◆ Texte source ◆
Maine et Loire

Combrée. Agressions sexuelles au collège : Qu'est devenue l'enquête de 1997 ?

Les accusations d'agressions sexuelles se multiplient depuis une semaine, à l'encontre d'un surveillant de l'ancien collège de Combrée, entre les années 1970 et 1994. Une première enquête avait été ouverte en 1997, sans qu'aucune suite ne soit donnée. Les victimes espèrent aujourd'hui pouvoir rouvrir le dossier.

Publié : 3 avril 2025 à 9h23 - Modifié : 3 avril 2025 à 9h53 Marie Chevillard et Alexis Vellayoudom

Image d'illustration de l'ancien collège de Combrée, fermé depuis 2005.
Image d'illustration de l'ancien collège de Combrée, fermé depuis 2005.
Crédit : DR

Dans le sillage de l'affaire Bétharram, d'autres établissements catholiques sont visés par des accusations d'agressions sexuelles. Et la parole se libère petit à petit parmi les anciens élèves du collège de Combrée, près de Segré. Selon les premiers témoignages, elles auraient été commises entre la fin des années 1970 et 1994, année où le préfet de discipline mis en cause a quitté l'établissement. Une enquête avait été ouverte en 1997 par la gendarmerie de Pouancé, mais elle n'avait donné lieu à aucune suite. Nous sommes revenus sur cette période avec plusieurs anciens élèves et le président de l'Amicale des anciens élèves et amis de Combrée

 

"Tout ça a été permis par l'omerta"

◆ Lignes fournies ◆
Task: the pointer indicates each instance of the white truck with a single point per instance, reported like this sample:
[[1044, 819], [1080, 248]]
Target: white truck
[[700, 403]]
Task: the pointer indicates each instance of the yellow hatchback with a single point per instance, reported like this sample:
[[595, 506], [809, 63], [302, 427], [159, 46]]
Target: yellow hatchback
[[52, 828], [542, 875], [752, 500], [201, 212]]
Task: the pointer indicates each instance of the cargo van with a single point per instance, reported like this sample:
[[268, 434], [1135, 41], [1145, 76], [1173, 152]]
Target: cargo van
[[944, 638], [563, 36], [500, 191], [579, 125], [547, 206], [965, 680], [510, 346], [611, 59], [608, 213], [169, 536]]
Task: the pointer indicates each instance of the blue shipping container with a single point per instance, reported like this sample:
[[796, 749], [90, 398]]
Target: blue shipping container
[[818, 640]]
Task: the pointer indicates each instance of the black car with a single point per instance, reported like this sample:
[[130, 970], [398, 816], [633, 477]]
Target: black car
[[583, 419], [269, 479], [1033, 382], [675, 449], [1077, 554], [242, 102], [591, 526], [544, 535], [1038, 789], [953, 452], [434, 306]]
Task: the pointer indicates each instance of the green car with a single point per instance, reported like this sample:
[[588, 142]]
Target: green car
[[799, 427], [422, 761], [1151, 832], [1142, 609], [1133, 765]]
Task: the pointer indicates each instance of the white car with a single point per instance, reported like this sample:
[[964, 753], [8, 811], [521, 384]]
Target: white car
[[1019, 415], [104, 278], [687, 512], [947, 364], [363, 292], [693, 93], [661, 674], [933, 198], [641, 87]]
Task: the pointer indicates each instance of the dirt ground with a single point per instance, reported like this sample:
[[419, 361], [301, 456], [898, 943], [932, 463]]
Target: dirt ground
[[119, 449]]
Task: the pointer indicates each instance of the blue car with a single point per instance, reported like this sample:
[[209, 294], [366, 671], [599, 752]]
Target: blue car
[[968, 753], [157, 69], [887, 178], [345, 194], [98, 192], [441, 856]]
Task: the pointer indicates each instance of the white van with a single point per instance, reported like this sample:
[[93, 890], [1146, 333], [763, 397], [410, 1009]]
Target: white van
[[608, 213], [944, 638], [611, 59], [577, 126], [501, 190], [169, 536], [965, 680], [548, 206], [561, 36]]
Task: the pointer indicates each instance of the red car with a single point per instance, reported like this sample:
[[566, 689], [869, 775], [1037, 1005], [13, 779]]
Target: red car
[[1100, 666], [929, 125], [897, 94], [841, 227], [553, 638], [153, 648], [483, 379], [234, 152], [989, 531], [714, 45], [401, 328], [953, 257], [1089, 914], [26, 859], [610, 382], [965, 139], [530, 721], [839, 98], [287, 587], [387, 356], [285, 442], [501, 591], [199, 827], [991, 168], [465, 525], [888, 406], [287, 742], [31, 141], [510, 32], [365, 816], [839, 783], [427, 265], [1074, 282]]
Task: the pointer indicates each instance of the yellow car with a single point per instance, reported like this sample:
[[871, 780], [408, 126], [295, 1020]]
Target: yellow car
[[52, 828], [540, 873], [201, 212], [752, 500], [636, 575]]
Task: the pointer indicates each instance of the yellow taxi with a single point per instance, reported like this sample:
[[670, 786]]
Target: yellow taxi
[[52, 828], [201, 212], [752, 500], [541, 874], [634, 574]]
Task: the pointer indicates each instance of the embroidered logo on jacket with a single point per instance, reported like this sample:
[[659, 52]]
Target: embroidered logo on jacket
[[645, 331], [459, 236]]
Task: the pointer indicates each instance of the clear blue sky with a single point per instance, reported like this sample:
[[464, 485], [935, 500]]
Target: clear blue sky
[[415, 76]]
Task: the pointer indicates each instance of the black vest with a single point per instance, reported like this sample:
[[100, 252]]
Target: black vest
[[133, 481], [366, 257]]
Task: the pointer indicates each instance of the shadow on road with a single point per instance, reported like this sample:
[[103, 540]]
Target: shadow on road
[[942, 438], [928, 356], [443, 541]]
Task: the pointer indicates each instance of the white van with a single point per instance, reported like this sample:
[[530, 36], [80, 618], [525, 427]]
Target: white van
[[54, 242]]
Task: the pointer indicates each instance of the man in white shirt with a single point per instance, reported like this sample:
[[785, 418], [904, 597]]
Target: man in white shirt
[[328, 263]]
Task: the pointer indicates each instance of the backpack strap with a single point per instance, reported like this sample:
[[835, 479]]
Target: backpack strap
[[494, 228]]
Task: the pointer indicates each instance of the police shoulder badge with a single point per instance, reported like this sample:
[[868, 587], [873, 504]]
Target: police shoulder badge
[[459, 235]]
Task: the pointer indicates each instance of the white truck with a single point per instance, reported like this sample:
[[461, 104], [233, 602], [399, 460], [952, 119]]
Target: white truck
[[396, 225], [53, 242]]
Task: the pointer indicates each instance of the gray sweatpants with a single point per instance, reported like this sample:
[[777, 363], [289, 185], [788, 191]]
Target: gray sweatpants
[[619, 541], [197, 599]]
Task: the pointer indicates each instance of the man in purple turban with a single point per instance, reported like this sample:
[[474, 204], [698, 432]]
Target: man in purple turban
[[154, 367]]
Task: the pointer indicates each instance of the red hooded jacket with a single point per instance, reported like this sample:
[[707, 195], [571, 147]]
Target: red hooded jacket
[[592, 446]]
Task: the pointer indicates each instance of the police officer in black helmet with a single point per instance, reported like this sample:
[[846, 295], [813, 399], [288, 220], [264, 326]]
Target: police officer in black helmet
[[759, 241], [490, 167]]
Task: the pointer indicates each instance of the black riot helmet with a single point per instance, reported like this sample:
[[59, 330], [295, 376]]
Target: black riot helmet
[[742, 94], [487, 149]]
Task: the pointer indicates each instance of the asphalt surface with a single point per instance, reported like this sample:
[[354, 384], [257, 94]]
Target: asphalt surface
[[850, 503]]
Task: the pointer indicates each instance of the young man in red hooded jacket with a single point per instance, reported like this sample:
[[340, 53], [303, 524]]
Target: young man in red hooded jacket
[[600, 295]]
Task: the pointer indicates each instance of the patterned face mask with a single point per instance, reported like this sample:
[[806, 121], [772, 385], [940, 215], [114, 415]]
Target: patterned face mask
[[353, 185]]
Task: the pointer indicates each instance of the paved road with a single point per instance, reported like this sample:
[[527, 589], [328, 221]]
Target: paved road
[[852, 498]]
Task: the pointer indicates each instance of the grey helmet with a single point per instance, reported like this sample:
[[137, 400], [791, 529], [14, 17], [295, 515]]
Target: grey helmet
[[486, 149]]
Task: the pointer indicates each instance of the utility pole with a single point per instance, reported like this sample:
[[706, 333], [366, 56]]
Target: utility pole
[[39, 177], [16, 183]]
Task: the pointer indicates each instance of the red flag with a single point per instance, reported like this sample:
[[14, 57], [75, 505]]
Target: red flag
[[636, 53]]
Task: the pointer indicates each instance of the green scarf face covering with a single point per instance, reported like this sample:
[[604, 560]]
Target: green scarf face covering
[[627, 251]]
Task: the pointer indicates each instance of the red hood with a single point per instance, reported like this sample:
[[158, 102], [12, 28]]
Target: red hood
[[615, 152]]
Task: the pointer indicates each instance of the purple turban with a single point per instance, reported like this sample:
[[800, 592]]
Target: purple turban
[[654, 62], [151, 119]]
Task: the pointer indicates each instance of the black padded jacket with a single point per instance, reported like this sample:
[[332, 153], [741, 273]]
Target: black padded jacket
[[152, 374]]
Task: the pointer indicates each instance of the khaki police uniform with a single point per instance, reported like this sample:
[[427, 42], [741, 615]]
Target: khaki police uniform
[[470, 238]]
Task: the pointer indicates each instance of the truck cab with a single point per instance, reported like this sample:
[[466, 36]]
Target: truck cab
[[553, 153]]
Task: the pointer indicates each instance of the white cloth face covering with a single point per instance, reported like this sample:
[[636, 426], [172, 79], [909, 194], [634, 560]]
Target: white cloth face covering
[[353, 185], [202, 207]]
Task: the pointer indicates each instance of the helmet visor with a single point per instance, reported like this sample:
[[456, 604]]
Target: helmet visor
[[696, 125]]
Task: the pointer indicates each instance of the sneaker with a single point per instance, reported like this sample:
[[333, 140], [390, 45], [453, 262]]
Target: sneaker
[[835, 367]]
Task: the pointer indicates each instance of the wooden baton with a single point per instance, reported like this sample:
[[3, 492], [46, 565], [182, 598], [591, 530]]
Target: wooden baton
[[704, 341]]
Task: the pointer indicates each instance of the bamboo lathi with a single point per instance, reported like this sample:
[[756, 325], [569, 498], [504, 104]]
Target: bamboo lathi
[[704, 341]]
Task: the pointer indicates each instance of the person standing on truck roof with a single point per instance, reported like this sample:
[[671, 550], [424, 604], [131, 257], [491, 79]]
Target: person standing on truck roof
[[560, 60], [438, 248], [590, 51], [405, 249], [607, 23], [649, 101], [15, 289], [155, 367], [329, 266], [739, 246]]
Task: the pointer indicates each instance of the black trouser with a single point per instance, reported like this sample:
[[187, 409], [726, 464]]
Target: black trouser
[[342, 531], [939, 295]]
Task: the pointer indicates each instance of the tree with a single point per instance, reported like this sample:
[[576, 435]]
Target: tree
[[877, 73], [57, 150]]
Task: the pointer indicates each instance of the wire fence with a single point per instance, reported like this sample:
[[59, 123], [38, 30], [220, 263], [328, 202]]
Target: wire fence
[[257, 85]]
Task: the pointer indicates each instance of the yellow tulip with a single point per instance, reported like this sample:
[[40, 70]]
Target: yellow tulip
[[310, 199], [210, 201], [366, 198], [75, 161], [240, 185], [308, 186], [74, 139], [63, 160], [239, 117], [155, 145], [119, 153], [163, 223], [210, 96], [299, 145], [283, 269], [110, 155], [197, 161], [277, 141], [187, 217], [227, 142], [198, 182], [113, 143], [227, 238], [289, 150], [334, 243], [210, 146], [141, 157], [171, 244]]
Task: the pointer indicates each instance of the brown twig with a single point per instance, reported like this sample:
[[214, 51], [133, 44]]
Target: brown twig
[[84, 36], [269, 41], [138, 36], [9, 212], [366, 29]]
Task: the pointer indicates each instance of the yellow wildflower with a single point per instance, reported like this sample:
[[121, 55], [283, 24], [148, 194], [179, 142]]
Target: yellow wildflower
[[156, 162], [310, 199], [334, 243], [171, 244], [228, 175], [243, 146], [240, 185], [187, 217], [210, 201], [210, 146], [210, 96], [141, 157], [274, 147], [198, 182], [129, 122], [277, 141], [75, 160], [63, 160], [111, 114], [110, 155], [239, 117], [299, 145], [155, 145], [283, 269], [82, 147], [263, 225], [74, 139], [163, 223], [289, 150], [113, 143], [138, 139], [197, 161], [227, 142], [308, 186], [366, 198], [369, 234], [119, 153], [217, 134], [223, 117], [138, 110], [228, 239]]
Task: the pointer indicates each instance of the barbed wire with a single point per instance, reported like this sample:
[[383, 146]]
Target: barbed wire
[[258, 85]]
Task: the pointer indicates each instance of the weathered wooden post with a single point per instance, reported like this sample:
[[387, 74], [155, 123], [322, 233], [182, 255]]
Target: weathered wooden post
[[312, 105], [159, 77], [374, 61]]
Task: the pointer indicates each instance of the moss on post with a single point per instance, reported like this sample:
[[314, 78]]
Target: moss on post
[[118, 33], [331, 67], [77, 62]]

◆ Consigne ◆
Réécrivez sous forme de liste à puces plus courte le paragraphe de l'article qui commence par « Dans le sillage de l'affaire Bétharram », en gardant ses faits principaux.

◆ Réponse ◆
- Après l'affaire Bétharram, d'autres établissements catholiques sont visés par des accusations d'agressions sexuelles.
- Au collège de Combrée, près de Segré, d'anciens élèves commencent peu à peu à parler.
- D'après les premiers témoignages, les faits auraient eu lieu entre la fin des années 1970 et 1994. Le préfet de discipline mis en cause a quitté l'établissement en 1994.
- La gendarmerie de Pouancé avait ouvert une enquête en 1997, mais elle n'a eu aucune suite.
- Les auteurs de l'article sont revenus sur cette période avec plusieurs anciens élèves et avec le président de l'Amicale des anciens élèves et amis de Combrée.